### Provided passage
The two Basic Courses in probability and stochastic processes give an introduction to the most important concepts of modern probability theory. They are fundamental to the theory of stochastic processes and their stochastic and statistical analysis and all application fields. The first course focuses on limiting theories and stochastic processes in discrete time like Markov chains and martingales, but also introduces the one-dimensional Brownian motion. The second gives a solid introduction to continuous-time stochastic processes and the basics of stochastic calculus.
Prerequisites: Basic notions and models in probability theory, the Law of Large Numbers, Central Limit Theorem and elements of estimation and test theory.
Outline of the contents:
Stochastic processes I: discrete time
◦ Construction of stochastic processes
◦ Conditional expectations and laws
◦ Martingales: convergence, inequalities, optimal stopping
◦ Markov chains and time series
◦ Weak convergence, Brownian motion, and invariance principles
Stochastic processes II: continuous time
◦ Brownian motion and continuous-time martingales
◦ The Itô stochastic integral
◦ Stochastic calculus
◦ Stochastic differential equations
Spectrum of Advanced Courses
Regularly offered advanced courses include Statistics of Stochastic Processes, Mathematical Finance, Stochastic Partial Differential Equations, Rough Paths and Regularity Structures, Interacting Particle Systems, Stochastic Processes in Evolution, Stochastic Processes in Neuroscience, Stochastic Control, Markov Processes, Lévy Processes, Computational Finance, Large Deviations.

### Extracted records
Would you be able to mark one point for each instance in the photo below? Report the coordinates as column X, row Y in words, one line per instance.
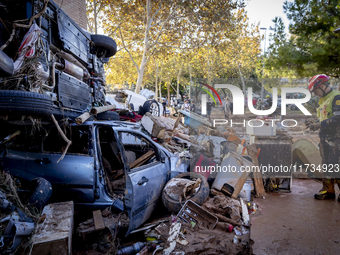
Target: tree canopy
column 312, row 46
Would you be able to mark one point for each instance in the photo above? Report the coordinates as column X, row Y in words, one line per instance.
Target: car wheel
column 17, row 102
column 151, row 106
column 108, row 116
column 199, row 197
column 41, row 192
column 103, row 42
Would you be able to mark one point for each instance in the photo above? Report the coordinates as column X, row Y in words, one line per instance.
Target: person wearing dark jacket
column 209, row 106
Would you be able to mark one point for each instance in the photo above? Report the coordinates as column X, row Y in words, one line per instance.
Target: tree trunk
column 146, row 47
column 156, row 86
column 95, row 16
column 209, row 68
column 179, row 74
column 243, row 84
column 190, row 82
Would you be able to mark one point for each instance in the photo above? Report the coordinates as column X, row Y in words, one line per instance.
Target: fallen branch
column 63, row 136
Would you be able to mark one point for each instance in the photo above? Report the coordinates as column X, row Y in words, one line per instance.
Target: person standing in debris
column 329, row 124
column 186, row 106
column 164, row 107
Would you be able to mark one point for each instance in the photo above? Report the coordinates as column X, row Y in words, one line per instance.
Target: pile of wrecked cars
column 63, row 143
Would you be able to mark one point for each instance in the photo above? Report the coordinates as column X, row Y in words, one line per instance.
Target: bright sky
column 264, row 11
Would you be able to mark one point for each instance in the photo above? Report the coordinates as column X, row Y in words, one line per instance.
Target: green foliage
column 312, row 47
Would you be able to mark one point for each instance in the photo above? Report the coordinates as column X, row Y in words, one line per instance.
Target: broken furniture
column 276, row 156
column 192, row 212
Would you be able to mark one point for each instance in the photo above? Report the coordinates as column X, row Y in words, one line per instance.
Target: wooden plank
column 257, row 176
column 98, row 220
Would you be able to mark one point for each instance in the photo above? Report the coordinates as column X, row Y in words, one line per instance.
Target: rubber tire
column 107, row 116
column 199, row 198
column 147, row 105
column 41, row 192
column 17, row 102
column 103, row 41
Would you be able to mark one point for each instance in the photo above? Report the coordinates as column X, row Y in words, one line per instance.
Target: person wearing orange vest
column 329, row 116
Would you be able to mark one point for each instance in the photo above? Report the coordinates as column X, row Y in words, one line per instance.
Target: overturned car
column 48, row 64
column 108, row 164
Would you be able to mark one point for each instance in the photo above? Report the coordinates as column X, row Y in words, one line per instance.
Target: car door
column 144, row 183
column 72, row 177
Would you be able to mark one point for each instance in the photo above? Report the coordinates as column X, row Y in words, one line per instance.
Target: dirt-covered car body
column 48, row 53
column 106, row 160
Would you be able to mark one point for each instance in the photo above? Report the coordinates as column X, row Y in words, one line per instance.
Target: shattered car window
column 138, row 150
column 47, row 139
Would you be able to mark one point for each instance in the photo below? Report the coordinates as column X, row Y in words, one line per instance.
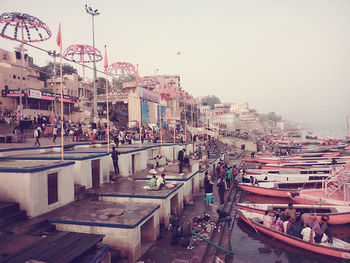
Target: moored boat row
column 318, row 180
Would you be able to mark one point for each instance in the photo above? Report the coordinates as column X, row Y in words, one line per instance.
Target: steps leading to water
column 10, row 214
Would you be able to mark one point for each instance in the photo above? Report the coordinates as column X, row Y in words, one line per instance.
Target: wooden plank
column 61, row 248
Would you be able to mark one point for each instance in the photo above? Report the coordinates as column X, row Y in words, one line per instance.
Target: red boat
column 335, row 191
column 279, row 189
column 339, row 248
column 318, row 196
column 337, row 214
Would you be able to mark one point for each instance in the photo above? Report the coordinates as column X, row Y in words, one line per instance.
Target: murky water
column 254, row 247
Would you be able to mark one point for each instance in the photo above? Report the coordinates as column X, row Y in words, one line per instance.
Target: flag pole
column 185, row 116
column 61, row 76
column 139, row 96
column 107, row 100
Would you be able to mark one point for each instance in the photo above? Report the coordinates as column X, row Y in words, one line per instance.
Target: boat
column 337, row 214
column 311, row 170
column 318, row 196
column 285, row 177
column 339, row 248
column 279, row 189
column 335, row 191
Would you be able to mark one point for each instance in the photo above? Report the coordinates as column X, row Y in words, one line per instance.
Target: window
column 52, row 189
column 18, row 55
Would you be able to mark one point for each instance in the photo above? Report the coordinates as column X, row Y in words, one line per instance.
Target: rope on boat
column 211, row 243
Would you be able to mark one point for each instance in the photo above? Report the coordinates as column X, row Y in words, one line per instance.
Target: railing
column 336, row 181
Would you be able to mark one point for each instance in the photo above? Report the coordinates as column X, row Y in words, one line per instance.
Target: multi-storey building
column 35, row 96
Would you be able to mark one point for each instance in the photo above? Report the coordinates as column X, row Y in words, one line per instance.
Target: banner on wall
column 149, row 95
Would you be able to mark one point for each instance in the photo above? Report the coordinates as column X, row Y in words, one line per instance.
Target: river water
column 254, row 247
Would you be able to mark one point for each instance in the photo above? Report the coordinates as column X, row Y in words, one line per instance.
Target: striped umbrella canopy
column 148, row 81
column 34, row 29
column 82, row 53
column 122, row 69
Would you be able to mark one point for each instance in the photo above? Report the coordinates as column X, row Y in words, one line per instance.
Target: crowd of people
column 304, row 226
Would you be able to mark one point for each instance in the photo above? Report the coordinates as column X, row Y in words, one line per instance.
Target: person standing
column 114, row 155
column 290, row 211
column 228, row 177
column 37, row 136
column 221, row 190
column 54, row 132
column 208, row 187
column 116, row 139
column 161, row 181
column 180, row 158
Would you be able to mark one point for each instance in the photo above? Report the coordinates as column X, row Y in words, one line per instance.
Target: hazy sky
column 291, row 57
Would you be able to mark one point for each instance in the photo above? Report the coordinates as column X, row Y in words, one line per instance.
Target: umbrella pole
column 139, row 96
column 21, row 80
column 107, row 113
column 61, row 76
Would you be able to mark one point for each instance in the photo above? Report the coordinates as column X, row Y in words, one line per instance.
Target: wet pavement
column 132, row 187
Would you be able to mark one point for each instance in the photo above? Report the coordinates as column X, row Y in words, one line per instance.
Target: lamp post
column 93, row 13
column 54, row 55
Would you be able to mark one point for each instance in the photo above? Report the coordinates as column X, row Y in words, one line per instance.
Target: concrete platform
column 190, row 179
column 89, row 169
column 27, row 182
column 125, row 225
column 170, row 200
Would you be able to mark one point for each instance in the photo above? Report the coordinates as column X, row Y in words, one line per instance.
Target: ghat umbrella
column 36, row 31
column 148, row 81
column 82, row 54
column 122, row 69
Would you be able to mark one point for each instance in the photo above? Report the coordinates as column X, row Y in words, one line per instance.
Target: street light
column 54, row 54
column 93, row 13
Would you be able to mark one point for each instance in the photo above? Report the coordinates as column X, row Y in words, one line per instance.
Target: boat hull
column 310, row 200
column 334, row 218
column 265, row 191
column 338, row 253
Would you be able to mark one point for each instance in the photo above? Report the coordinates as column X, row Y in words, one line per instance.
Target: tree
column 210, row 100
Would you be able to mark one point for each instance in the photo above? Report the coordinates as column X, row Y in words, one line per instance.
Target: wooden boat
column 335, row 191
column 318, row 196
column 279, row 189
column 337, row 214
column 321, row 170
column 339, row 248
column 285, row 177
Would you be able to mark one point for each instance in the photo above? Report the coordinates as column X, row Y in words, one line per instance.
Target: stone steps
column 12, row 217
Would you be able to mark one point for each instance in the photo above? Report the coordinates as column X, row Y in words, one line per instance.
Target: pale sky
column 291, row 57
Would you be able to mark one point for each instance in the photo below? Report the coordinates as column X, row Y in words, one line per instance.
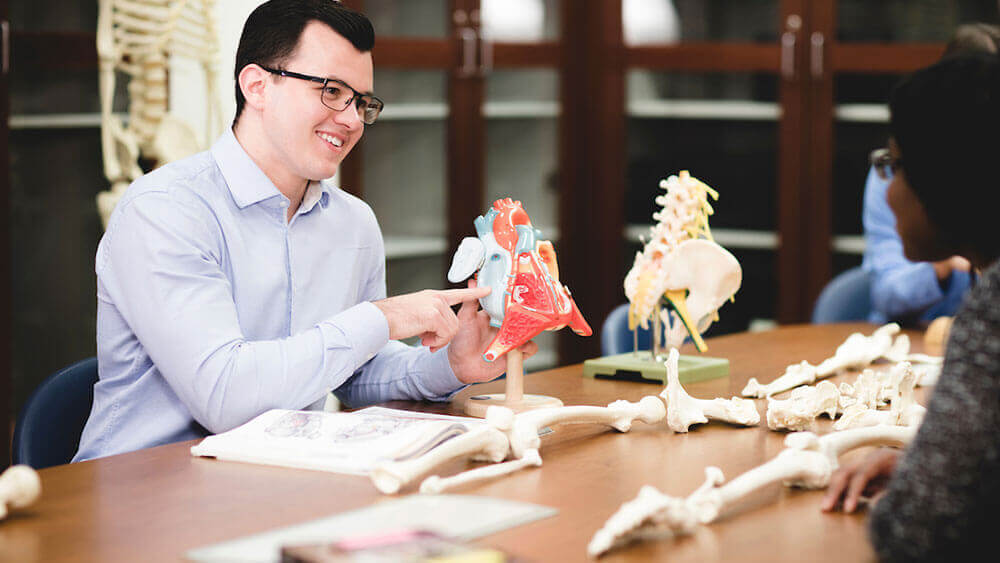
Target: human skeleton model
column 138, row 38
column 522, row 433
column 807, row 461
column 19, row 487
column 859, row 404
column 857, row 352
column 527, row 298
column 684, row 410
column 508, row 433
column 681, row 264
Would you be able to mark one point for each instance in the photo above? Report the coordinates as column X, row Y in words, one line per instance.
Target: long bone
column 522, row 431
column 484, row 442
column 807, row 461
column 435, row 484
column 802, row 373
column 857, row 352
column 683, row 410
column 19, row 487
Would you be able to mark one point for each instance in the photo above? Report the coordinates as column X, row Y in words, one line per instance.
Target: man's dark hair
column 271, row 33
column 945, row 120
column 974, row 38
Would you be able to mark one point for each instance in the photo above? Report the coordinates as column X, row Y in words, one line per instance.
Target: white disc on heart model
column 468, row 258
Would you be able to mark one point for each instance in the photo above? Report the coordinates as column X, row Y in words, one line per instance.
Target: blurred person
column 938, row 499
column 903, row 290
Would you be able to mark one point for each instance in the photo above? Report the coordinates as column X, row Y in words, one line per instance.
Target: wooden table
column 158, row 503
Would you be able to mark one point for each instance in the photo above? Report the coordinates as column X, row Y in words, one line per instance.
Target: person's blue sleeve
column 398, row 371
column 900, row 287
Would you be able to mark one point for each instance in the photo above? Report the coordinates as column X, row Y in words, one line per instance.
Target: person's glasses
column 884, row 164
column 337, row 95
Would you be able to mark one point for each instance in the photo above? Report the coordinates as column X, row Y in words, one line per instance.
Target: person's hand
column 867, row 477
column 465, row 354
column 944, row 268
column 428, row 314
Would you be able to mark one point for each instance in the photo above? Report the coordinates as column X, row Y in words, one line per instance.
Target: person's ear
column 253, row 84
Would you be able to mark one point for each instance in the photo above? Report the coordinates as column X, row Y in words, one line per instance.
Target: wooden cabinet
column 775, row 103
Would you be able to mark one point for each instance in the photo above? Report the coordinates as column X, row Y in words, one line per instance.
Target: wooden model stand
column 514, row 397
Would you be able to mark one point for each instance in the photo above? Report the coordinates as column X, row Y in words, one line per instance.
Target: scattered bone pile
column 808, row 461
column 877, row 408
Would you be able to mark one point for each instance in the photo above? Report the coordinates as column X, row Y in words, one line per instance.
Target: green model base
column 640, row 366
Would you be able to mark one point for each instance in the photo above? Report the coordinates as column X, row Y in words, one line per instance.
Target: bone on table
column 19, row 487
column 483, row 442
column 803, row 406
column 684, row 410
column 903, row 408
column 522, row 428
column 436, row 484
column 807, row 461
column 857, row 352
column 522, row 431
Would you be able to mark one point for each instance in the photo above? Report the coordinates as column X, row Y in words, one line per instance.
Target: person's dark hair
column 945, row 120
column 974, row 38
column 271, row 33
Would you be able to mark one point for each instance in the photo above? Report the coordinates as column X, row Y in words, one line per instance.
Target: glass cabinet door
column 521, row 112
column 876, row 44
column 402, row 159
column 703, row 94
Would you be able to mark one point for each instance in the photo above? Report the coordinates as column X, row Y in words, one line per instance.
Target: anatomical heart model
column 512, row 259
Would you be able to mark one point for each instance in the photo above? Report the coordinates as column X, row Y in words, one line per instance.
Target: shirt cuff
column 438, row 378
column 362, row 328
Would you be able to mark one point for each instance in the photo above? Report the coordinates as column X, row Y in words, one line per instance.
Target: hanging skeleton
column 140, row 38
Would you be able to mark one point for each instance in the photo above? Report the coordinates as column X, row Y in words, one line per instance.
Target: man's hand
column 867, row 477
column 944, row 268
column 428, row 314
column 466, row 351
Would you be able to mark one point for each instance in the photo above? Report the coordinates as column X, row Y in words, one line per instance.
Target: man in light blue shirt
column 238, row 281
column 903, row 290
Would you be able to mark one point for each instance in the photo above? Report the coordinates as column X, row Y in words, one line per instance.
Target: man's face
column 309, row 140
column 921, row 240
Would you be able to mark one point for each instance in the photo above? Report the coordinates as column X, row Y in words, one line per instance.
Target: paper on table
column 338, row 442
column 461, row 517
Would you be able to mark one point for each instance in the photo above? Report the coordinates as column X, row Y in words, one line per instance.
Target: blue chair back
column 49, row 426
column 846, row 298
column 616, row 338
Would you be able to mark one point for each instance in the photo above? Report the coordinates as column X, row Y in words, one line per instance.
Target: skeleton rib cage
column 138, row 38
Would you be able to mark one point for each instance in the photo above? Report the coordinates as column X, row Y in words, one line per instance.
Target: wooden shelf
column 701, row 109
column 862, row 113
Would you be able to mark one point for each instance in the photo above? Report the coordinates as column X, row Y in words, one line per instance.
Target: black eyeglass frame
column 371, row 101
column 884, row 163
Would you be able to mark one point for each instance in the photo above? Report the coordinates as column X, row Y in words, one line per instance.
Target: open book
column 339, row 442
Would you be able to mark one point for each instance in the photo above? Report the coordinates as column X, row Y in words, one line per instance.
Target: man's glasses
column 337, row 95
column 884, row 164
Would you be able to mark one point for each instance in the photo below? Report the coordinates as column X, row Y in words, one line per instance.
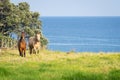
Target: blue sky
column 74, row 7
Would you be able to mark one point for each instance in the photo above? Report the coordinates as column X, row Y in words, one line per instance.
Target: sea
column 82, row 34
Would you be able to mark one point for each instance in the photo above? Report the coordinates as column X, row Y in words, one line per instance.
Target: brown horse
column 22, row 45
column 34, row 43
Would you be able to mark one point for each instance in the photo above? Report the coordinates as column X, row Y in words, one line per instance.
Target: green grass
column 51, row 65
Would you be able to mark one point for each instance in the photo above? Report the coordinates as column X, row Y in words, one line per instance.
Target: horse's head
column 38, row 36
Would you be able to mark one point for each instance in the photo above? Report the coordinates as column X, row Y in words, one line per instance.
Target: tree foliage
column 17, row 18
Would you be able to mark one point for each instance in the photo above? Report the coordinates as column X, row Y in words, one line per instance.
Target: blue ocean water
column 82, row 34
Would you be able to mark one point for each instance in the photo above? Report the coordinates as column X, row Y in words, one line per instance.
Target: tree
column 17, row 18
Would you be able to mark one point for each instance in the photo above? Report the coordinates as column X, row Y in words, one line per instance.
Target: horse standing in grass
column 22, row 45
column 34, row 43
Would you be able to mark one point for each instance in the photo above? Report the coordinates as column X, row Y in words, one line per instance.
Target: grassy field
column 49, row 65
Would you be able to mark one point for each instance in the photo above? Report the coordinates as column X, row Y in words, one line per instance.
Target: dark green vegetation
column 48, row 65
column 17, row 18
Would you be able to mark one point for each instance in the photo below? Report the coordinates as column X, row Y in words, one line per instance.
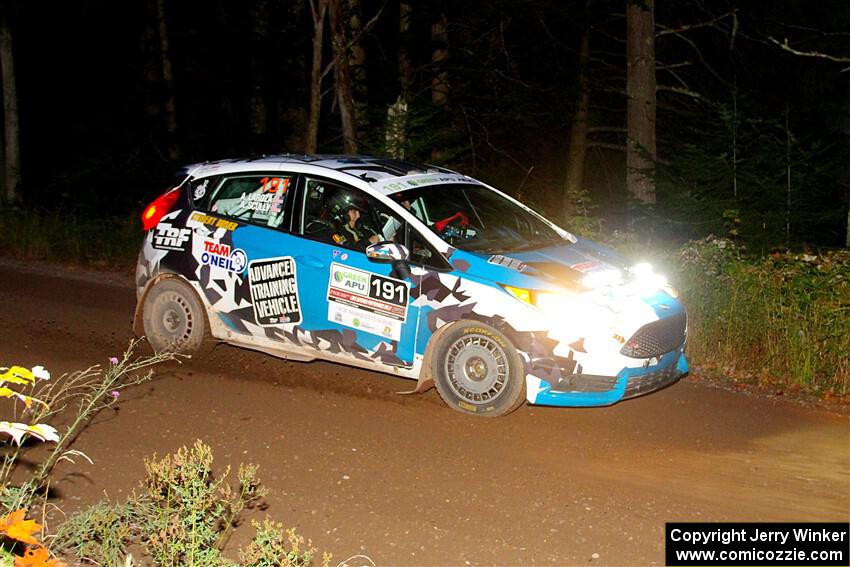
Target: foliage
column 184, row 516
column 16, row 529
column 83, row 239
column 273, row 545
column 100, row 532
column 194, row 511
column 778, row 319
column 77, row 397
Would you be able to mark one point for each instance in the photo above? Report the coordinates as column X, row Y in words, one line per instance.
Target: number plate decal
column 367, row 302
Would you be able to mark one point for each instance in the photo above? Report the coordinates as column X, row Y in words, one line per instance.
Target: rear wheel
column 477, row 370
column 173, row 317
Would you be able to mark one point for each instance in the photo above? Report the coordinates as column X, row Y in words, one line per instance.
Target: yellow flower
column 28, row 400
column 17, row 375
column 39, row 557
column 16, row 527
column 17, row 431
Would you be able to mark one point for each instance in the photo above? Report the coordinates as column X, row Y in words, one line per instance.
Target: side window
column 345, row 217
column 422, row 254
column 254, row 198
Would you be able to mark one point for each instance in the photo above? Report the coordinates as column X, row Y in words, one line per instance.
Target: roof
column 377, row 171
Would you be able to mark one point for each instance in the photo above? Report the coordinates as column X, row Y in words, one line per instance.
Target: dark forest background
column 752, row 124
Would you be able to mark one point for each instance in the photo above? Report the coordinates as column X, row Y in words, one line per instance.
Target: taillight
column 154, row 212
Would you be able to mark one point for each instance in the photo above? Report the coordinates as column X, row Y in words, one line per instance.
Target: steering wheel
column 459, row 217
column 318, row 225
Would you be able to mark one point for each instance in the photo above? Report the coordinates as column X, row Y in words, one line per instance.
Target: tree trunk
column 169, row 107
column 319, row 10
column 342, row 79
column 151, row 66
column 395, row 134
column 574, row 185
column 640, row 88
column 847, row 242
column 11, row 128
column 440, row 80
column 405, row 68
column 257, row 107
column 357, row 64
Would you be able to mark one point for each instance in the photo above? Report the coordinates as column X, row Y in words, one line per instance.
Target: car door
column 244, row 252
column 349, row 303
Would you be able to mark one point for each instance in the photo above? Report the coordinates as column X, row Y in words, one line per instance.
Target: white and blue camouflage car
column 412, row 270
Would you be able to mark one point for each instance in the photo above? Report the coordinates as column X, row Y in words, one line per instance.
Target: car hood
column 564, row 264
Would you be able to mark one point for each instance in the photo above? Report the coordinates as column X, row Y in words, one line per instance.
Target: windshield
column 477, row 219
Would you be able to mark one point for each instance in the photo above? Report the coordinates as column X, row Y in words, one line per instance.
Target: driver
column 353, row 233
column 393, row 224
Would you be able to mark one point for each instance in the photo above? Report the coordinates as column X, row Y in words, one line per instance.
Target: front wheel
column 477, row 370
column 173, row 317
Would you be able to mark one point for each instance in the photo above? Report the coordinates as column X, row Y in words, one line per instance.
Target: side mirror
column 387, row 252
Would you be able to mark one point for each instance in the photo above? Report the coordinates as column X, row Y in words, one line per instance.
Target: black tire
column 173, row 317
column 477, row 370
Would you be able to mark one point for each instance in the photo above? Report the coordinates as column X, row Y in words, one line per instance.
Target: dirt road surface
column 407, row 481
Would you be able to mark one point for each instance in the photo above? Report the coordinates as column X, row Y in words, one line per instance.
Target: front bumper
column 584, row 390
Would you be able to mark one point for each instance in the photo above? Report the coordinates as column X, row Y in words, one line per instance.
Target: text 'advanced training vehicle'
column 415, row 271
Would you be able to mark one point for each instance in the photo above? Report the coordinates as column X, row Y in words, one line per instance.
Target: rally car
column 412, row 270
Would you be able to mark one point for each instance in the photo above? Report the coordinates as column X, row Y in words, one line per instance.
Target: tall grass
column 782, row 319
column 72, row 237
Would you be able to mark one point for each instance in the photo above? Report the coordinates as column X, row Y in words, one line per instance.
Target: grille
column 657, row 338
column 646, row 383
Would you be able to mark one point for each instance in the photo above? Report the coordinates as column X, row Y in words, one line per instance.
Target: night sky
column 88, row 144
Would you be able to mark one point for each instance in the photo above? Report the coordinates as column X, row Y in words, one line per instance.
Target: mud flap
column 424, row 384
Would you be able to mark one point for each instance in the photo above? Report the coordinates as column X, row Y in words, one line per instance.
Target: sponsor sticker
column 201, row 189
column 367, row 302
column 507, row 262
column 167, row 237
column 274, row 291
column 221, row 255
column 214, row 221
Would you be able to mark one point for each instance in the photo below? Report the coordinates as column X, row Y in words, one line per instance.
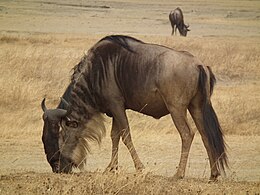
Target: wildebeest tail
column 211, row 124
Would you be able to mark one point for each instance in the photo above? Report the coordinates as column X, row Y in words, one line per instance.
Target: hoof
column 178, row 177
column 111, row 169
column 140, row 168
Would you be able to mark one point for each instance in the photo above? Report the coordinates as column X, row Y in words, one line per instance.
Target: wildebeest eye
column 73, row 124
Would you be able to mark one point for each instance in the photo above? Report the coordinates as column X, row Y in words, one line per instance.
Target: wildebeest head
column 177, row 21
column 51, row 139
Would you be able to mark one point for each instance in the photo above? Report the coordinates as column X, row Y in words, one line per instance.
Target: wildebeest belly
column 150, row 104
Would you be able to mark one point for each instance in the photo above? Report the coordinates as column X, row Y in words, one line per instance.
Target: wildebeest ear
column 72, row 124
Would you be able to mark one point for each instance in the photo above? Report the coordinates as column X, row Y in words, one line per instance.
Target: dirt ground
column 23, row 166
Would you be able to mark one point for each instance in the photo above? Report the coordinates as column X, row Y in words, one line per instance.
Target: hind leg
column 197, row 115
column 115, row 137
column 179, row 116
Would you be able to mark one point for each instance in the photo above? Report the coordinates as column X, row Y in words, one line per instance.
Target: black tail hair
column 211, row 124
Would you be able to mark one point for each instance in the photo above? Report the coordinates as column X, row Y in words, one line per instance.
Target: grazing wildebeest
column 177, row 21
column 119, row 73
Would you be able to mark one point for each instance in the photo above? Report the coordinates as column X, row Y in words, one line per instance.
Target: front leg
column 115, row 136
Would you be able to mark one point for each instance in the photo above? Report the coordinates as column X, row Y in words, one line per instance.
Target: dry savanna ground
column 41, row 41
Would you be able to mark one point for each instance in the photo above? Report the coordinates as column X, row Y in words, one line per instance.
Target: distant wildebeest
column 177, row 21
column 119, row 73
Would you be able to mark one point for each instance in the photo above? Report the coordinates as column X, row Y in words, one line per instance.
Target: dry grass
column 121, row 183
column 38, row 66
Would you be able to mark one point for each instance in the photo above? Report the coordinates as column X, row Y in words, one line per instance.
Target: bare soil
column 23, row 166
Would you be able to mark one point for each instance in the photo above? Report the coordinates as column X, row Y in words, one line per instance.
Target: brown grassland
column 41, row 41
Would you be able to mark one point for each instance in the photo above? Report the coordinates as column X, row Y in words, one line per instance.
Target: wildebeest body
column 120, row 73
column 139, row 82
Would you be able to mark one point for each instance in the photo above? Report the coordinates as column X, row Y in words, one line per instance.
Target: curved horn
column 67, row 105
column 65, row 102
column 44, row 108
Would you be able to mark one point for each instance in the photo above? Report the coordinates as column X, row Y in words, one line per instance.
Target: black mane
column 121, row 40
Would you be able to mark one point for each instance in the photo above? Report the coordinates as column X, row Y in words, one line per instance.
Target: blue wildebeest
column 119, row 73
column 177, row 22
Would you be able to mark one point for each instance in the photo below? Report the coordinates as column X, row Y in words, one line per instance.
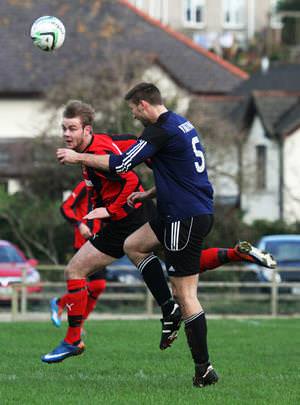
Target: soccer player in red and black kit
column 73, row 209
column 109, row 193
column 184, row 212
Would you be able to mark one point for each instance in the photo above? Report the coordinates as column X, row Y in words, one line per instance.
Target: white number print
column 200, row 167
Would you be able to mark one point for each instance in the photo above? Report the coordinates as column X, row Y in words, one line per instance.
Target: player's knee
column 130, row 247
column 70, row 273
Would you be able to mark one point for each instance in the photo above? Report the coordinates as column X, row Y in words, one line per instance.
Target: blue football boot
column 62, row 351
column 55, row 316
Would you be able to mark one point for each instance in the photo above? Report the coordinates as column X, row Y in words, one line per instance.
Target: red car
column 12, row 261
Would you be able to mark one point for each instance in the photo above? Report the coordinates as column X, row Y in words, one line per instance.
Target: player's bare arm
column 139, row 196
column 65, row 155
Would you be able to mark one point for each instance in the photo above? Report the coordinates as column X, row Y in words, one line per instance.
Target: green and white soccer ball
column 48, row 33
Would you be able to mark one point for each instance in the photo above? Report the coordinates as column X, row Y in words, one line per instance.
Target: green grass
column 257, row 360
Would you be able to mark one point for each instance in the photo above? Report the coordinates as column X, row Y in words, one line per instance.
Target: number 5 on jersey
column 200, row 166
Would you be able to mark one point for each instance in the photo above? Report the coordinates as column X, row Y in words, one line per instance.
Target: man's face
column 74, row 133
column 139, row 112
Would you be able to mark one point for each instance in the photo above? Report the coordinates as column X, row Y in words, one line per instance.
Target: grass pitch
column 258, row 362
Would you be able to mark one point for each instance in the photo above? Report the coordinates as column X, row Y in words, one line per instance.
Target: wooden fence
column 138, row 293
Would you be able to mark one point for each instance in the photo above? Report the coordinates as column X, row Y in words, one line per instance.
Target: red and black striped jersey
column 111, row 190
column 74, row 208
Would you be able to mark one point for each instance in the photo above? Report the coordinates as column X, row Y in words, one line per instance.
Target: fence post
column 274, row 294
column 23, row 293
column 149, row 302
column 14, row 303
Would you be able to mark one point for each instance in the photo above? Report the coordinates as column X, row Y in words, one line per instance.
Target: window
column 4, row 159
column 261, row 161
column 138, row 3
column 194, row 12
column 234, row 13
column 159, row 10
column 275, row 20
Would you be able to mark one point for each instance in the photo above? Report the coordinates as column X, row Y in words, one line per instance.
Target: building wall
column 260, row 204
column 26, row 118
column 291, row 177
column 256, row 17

### Brief A
According to the course description, which one-dimensional process does the first course introduce?
### Brief B
Repeat the part of the course description starting at "The two Basic" and ending at "and test theory.".
The data come from a separate source, unrelated to the course description.

### Exercise result A
The one-dimensional Brownian motion.

### Exercise result B
The two Basic Courses in probability and stochastic processes give an introduction to the most important concepts of modern probability theory. They are fundamental to the theory of stochastic processes and their stochastic and statistical analysis and all application fields. The first course focuses on limiting theories and stochastic processes in discrete time like Markov chains and martingales, but also introduces the one-dimensional Brownian motion. The second gives a solid introduction to continuous-time stochastic processes and the basics of stochastic calculus.
Prerequisites: Basic notions and models in probability theory, the Law of Large Numbers, Central Limit Theorem and elements of estimation and test theory.